■ INSTRUCTIONS TO FOLLOW ■
Transcribe every line of the listing below without any deviation.

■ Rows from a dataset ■
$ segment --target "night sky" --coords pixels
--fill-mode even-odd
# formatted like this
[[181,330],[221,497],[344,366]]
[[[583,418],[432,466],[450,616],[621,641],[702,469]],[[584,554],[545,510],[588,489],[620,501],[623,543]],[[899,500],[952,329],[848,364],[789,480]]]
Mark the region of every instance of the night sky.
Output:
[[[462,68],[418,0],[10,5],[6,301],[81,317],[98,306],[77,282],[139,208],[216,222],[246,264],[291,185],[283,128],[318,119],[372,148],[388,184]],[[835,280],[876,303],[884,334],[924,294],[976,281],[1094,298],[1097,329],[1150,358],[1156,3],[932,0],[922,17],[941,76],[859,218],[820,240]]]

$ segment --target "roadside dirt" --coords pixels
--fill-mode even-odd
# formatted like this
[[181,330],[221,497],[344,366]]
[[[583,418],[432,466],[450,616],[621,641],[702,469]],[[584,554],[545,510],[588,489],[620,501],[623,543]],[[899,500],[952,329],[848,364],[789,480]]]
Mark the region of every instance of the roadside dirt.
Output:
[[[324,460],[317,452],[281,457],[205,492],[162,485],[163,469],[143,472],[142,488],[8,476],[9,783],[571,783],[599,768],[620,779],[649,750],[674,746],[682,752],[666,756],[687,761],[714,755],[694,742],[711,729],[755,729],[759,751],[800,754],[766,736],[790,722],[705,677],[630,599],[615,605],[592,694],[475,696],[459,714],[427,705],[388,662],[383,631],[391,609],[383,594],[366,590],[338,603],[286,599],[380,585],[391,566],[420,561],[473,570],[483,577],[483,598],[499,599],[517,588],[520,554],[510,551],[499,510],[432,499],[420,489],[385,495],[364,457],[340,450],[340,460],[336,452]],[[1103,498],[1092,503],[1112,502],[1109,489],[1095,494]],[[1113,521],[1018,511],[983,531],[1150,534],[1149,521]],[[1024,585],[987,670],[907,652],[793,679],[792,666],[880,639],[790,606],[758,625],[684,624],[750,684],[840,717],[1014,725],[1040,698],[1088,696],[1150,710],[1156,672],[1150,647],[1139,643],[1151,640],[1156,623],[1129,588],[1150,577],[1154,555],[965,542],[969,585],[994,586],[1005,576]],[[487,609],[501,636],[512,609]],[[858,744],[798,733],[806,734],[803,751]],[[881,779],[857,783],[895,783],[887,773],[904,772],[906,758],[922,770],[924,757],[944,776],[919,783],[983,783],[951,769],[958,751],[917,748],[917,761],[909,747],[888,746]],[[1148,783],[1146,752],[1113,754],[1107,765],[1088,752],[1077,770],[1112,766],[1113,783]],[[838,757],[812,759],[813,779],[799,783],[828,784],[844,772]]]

■ FULL OUTPUT ■
$ segment --target "night sky" --coords pixels
--fill-mode even-odd
# formatted like this
[[181,330],[221,497],[344,366]]
[[[583,418],[432,466],[450,616],[621,641],[702,469]],[[584,554],[545,510],[588,489],[620,501],[623,543]],[[899,500],[952,329],[848,364],[789,480]]]
Mark the region of every instance of the night sky.
Output:
[[[462,68],[418,0],[10,5],[6,301],[81,317],[98,306],[77,282],[139,208],[216,222],[246,264],[291,185],[283,128],[318,119],[372,148],[388,184]],[[835,280],[876,303],[884,334],[924,294],[976,281],[1094,298],[1097,329],[1150,358],[1156,3],[932,0],[922,17],[941,76],[859,218],[820,240]]]

$ segment --target "roadside dirt" --coords pixels
--fill-mode even-odd
# formatted like this
[[181,330],[221,497],[344,366]]
[[[583,418],[432,466],[450,616],[621,641],[702,469]],[[584,554],[545,510],[588,489],[620,501],[623,543]],[[899,500],[952,329],[848,364],[789,480]]]
Mark the region of every instance of the roadside dirt.
Output:
[[[324,460],[317,452],[281,457],[205,492],[162,485],[163,469],[143,472],[142,488],[8,476],[9,783],[571,783],[599,768],[620,779],[649,750],[674,746],[682,752],[666,756],[687,761],[714,755],[694,742],[711,729],[755,729],[759,751],[800,754],[766,736],[790,722],[705,677],[630,599],[615,605],[592,694],[475,696],[459,714],[427,705],[388,662],[383,631],[391,609],[383,594],[366,590],[338,603],[286,599],[380,585],[391,566],[420,561],[473,570],[483,577],[483,598],[499,599],[517,588],[520,554],[510,551],[499,510],[432,499],[420,489],[385,495],[364,457],[340,450],[340,460],[336,452]],[[1103,498],[1092,503],[1112,502],[1109,489],[1095,494]],[[1113,521],[1018,511],[983,531],[1150,534],[1149,521]],[[1024,585],[987,670],[907,652],[793,679],[792,666],[880,639],[790,606],[758,625],[684,624],[750,684],[840,717],[1014,725],[1040,698],[1088,696],[1150,710],[1156,672],[1150,647],[1139,643],[1151,640],[1156,623],[1129,588],[1150,577],[1154,555],[965,542],[969,585],[994,586],[1005,576]],[[487,609],[501,636],[512,609]],[[858,744],[798,733],[806,734],[803,751]],[[881,779],[857,783],[895,783],[887,773],[904,772],[906,758],[922,770],[924,757],[944,776],[919,783],[983,783],[951,769],[958,751],[917,748],[917,761],[909,747],[888,746]],[[1148,783],[1146,752],[1113,754],[1107,765],[1088,752],[1077,770],[1112,766],[1113,783]],[[838,757],[812,759],[813,779],[799,783],[828,784],[844,772]]]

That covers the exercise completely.